What to produce: Only the pictures should be dropped; every line of the data must come back exactly as written.

Photo-based referring expression data:
═══
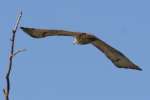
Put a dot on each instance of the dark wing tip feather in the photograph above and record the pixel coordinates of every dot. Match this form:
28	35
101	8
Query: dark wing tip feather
128	67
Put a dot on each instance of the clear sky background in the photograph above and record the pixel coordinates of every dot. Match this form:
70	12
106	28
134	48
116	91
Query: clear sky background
54	69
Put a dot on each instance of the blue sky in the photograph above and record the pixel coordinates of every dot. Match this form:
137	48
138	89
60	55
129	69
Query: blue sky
54	68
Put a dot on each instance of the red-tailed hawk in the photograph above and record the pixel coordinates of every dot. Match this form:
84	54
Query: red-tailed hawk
117	58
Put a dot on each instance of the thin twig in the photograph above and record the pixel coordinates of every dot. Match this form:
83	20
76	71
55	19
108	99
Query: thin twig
7	89
19	51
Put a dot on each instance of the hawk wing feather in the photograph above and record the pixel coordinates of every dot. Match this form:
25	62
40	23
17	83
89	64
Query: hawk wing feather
117	58
41	33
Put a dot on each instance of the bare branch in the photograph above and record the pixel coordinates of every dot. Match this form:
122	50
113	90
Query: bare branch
7	89
19	51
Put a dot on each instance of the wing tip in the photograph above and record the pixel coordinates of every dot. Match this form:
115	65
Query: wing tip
138	68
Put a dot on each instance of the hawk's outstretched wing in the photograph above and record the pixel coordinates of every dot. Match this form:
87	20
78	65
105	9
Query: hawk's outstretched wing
40	33
117	58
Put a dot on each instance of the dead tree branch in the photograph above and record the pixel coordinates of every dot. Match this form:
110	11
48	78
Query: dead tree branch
6	90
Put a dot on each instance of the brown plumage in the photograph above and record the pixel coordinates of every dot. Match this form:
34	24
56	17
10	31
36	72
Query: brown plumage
117	58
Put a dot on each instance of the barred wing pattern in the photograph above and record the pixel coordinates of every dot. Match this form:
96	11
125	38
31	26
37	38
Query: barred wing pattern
117	58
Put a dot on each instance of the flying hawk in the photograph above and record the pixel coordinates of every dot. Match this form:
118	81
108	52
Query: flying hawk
117	58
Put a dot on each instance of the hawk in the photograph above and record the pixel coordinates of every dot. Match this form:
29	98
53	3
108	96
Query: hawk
116	57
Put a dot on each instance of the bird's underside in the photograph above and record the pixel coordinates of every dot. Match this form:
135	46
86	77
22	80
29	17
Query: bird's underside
117	58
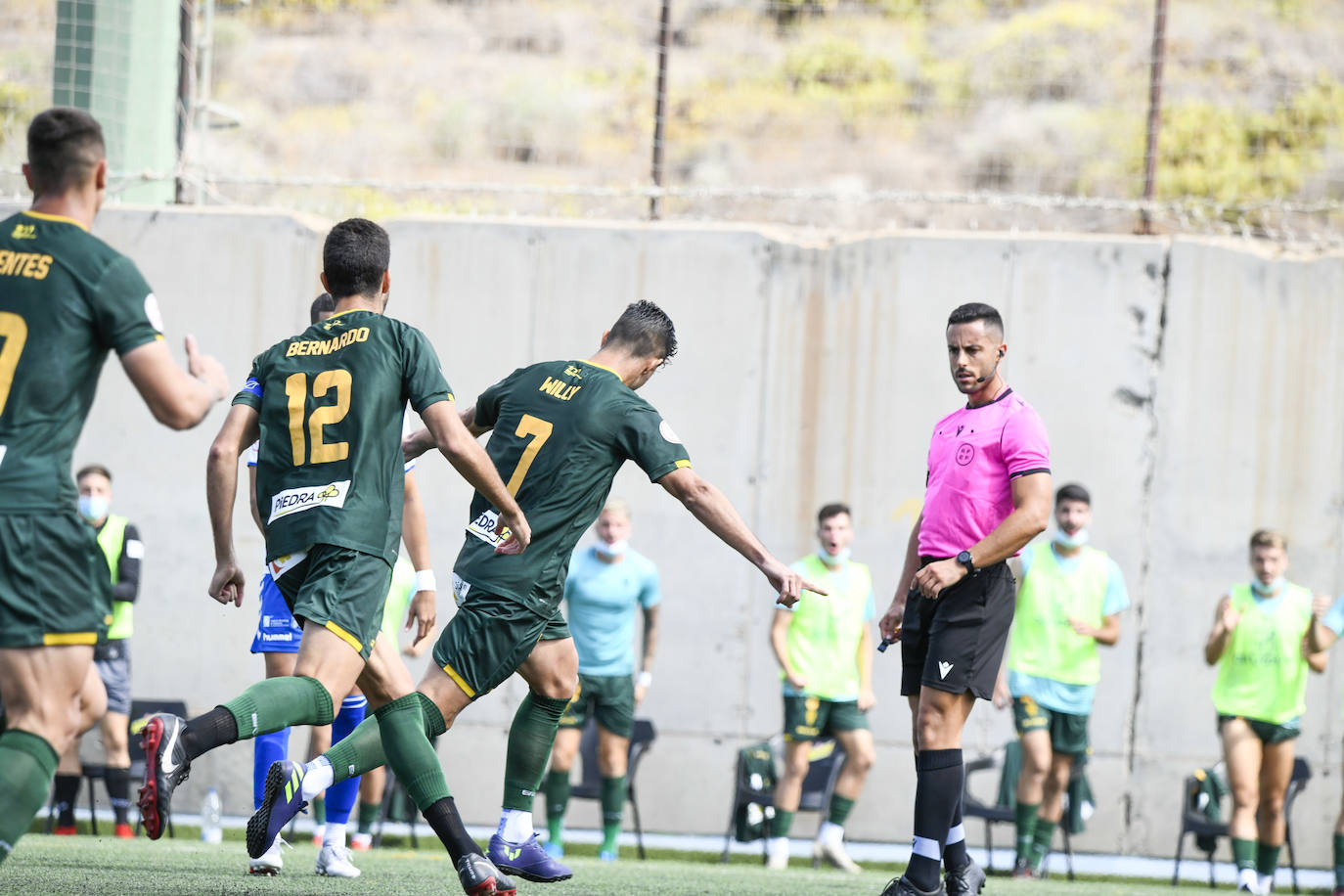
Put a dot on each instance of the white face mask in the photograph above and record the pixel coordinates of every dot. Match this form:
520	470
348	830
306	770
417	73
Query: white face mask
833	559
93	507
1075	540
614	550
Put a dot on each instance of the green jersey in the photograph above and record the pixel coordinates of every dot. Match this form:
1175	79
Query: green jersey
562	430
330	467
67	298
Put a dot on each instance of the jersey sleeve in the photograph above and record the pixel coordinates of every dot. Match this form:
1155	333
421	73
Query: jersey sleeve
423	377
650	593
125	310
1335	618
647	439
1026	448
250	394
488	402
1117	597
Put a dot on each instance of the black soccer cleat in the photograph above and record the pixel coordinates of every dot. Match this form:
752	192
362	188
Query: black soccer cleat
966	880
165	767
480	877
902	887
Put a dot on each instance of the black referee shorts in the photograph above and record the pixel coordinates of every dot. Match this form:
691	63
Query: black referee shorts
956	644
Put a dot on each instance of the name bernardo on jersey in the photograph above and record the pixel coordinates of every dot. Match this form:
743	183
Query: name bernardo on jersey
305	499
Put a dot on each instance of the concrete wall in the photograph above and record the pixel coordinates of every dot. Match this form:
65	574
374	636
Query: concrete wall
1192	385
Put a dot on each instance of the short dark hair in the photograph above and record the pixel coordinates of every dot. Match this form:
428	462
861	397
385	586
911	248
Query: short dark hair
324	304
972	312
355	258
93	468
646	331
832	510
65	146
1073	492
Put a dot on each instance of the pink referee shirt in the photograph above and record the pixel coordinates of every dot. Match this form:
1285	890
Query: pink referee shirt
973	457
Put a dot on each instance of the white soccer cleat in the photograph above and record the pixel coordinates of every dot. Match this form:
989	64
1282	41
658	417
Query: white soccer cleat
334	861
269	863
832	852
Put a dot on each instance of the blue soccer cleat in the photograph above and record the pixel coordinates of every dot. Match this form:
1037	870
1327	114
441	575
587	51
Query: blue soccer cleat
284	799
527	860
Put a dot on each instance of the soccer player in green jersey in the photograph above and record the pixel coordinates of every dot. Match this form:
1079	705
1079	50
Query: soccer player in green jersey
1261	645
67	299
560	431
327	406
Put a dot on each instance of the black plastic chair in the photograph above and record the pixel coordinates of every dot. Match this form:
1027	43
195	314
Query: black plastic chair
995	814
590	784
1192	821
818	786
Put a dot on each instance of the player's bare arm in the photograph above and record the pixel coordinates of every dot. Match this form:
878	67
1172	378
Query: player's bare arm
888	626
780	644
179	399
717	514
1031	501
467	456
1225	622
424	608
1320	637
240	430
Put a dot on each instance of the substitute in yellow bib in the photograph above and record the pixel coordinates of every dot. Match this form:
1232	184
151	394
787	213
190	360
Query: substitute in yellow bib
1069	602
824	647
1260	647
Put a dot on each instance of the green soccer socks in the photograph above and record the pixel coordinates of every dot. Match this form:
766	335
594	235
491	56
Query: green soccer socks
530	739
27	765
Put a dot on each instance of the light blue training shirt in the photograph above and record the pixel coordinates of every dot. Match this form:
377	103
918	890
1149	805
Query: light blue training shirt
601	600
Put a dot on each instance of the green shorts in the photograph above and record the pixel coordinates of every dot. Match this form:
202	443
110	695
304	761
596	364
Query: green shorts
610	698
341	590
1268	731
811	718
489	637
1067	731
54	583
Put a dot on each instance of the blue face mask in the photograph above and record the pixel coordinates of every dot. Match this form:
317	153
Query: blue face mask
833	559
1266	590
93	507
1075	540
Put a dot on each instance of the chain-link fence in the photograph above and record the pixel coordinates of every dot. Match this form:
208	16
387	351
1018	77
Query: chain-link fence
1026	114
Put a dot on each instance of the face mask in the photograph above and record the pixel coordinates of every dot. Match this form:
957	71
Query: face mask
1075	540
93	507
1265	590
614	550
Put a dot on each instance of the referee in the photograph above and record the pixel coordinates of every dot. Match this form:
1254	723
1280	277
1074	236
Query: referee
987	495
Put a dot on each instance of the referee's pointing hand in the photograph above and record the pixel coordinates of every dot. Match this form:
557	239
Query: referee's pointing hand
937	576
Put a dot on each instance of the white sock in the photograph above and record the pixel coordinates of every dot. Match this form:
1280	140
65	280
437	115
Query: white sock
515	825
334	834
829	831
317	777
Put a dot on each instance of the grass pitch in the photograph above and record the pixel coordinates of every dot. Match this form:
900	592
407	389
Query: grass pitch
100	866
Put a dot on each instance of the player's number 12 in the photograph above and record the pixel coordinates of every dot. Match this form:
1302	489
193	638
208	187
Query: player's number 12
295	389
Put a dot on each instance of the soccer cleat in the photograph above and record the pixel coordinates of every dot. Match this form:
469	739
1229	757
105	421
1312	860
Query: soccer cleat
268	863
832	852
284	799
527	860
966	880
334	861
902	887
165	767
480	877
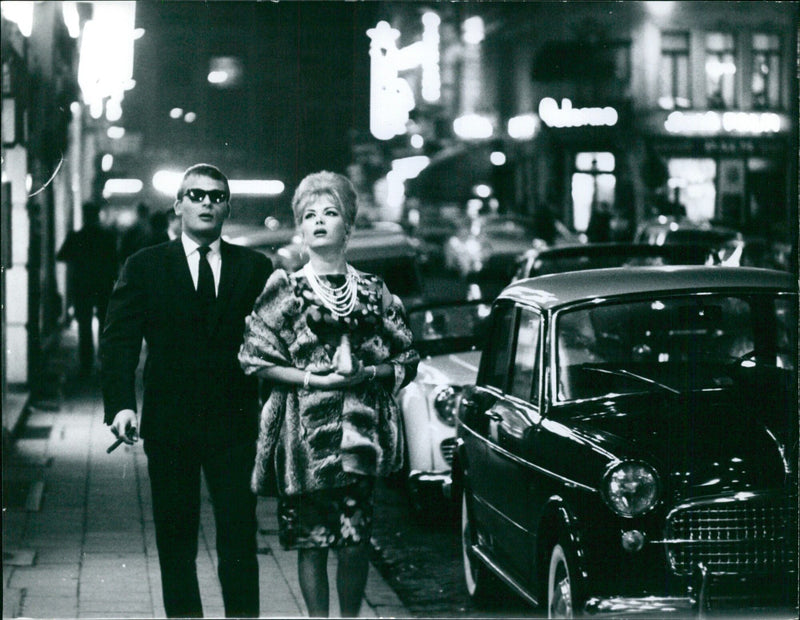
═══
Result below:
Put a dot on each instance of the dark wing tip feather in the photograph above and record the pixel coordinates of every dot. Match this form:
28	35
101	8
Query: dark wing tip feather
128	67
Put a dot on each instance of the clear sky background in the photograph above and record the pixel coordinates of every dot. Match this form:
70	12
106	28
134	48
116	91
Query: clear sky background
54	69
Put a dot on each instance of the blue sky in the photograph above and record the pixel coordinates of every dot. Match this form:
137	48
138	89
60	55
129	69
Query: blue sky
54	68
Put a dot on each instance of the red-tailed hawk in the photograph above and record the pixel coordinates of every dot. Match this form:
84	54
Query: red-tailed hawk
117	58
Put a dot on each instance of the thin twig in the photograph above and record the pixel coordinates of every dot. Match this form:
83	20
76	71
55	19
108	99
Query: thin twig
7	89
19	51
Put a dot on each instance of the hawk wing feather in the photograph above and record the pixel coordinates of every dot. Match this form:
25	62
40	23
17	83
89	64
Query: hawk wing feather
117	58
41	33
Put a dot on each instance of the bare branch in the photograph above and record the pixel coordinates of every dot. Match this form:
122	50
113	90
Query: bare branch
7	89
19	51
Put a dot on each instance of the wing tip in the photograph above and record the pixel coordinates of every dot. Match this form:
115	65
Query: wing tip
138	68
Put a dot on each instance of the hawk's outstretched wing in the photograph above and record the pixel coordinates of every dot. Match this form:
87	20
78	65
105	9
Query: hawk's outstretched wing
40	33
117	58
Put a dot on each instance of the dead tree branch in the photograph above and record the pixel coordinates of every dot. Match this form:
110	11
48	78
Query: dead tree branch
6	90
Put a dot on each instance of the brown plumage in the photograph above and record the pixel coordinates of every dot. Match this form:
34	24
56	17
10	31
36	72
Query: brown plumage
117	58
Put a dot on each instance of the barred wing pattern in the photograph above and record the pixel coordinates of every dot. Match this form:
96	11
125	38
31	26
37	38
Query: barred wing pattern
117	58
Put a dot on each instance of the flying hawk in the photograph above and record the pixel coordinates of every dot. Match this form:
118	81
108	52
Query: flying hawk
117	58
Put a dot on each instance of the hawk in the photograph above and record the pixel coordinates of every dot. Match this form:
29	98
53	3
108	96
Query: hawk
116	57
Put a dot on each instance of the bird's underside in the photograph above and record the pixel coordinates of every dot. Match this form:
135	46
86	77
22	80
29	17
Query: bird's underside
117	58
Put a dot on each instance of the white face mask in the photograph above and record the pixel coordinates of every dot. Match this form:
520	470
348	830
306	770
417	73
Query: white face mask
833	559
93	507
1075	540
614	550
Put a dot on each instance of the green jersey in the photograph above and record the pixel coordinates of every dot. Match this form:
1175	79
Query: green jersey
562	430
330	467
67	298
Put a dot on each instance of the jersey sleeve in the photograph above and record the pixel coordinates of every dot. Match this form:
1155	333
421	73
Query: jersey sleeve
423	377
650	593
125	310
1335	618
647	439
1026	448
250	394
488	402
1117	597
Put a dot on each instance of the black soccer cleat in the photograph above and record the pixel coordinates of every dot. Match this form:
752	192
362	188
Query: black soccer cleat
966	880
165	767
480	877
902	887
Put a dot on each instance of the black referee shorts in the photograph above and record the pixel coordinates of every dot. Match this form:
691	63
Query: black referee shorts
956	644
Put a dot on each instance of the name bernardo on jersey in the photograph above and record the pixel coordinates of every dot. Match this form:
743	183
Query: name bernardo on jersey
305	499
Put a dot on each instance of the concrete wall in the photograph above and record the pixel coordinates of every dot. Match this form:
65	574
374	636
Query: concrete wall
1192	385
Put a dot on each instance of the short dark hair in the photograph above and record the pixel coordinates of every dot. Match this form:
428	462
861	397
385	586
911	248
Query: short dark hair
324	304
972	312
355	258
93	468
646	331
832	510
65	146
1073	492
Put a dot on each instance of the pink referee shirt in the photograph above and record the pixel coordinates of every dot. Match this form:
1285	890
Query: pink referee shirt
973	457
Put a dot on each instance of the white soccer cleat in the photograph above and record the pixel coordinates of every dot. Match this form:
989	64
1282	41
658	417
Query: white soccer cleat
334	861
269	863
832	852
Put a dot on each instance of the blue soccer cleat in the photograph above and record the pixel coordinates of every dot. Match this form:
1037	870
1327	114
441	575
587	51
Query: blue soccer cleat
284	799
527	860
Put a dot on each instance of the soccer player in green jersey in the photograph above and record the pixel coordinates of every dot. Match this form:
1079	705
1079	50
Query: soccer player in green jersey
1261	645
67	299
560	431
327	406
Put a dot on each instance of the black plastic chair in the photograph above and record the pixel coordinates of every dot. Match this form:
1027	43
195	314
Query: black plastic chair
995	814
590	784
1192	821
818	786
Put a dot on each instance of the player's bare arm in the photograph above and record the pixel coordinates of every dot. Match this form:
878	67
1172	378
Query: player's bare arm
888	626
780	644
179	399
717	514
1031	501
467	456
1225	622
424	608
1320	637
240	430
Put a dot on each instance of the substitute in yellow bib in the photograph above and record the pixel coordinates of every dot. Match this form:
1232	184
151	394
787	213
190	360
Query: substitute in yellow bib
1069	602
824	647
1260	647
Put a dot on each instance of the green soccer socks in the photograph above and record the pixel coordinates of every dot. Match this form:
766	335
594	235
491	56
Query: green soccer socks
530	739
27	765
Put a dot on each instance of the light blue training shirt in the photograph above and record the pixel coordinates of every dot. Match this form:
377	103
918	890
1149	805
Query: light blue training shirt
601	600
Put a dot on each instance of the green shorts in the photograph above and record the pixel coordinates of every dot. Match this form:
202	443
110	695
304	761
596	364
Query: green shorts
610	698
341	590
1268	731
811	718
489	637
1067	731
54	583
Put a dot on each instance of the blue face mask in the photograph above and record the pixel coordinates of every dot. Match this form:
317	153
Query: blue face mask
833	559
1266	590
93	507
1075	540
Put a dot on each instance of the chain-link fence in the photograph above and record the pixel coordinates of every dot. Match this form:
208	16
387	351
1018	77
Query: chain-link fence
1026	114
Put a dot on each instance of the face mask in the photograph above and record the pixel coordinates of every dot. Match this form:
957	71
Query: face mask
1075	540
93	507
1265	590
614	550
Put a dot on each instance of the referee in the photograph above and record the pixel coordinates of every dot. Match this form:
1254	723
1280	277
1074	236
Query: referee
987	495
Put a dot on each instance of the referee's pointing hand in the photograph above and record the pixel coordinates of every dot. Match this form:
557	239
Query: referee's pointing hand
937	576
Put a dot on each instance of the white sock in the photograph above and record the pixel coordinates of every dot. Match this form:
1280	140
65	280
437	115
Query: white sock
515	825
334	834
829	831
317	777
Put a dot on each instance of the grass pitch in the photograph above and record the pixel coordinates of every dot. Match this form:
900	592
407	389
Query: grass pitch
100	866
Put a dot on each instance of the player's number 12 in the photograph above and record the pixel coordinates of every dot. Match this form:
1302	489
193	638
208	187
Query: player's number 12
295	389
Put a dot on each instance of the soccer cleat in the photograph above and record the pixel coordinates of every dot. Match this form:
469	739
1229	757
105	421
1312	860
Query: soccer cleat
268	863
832	852
284	799
527	860
966	880
334	861
902	887
165	767
480	877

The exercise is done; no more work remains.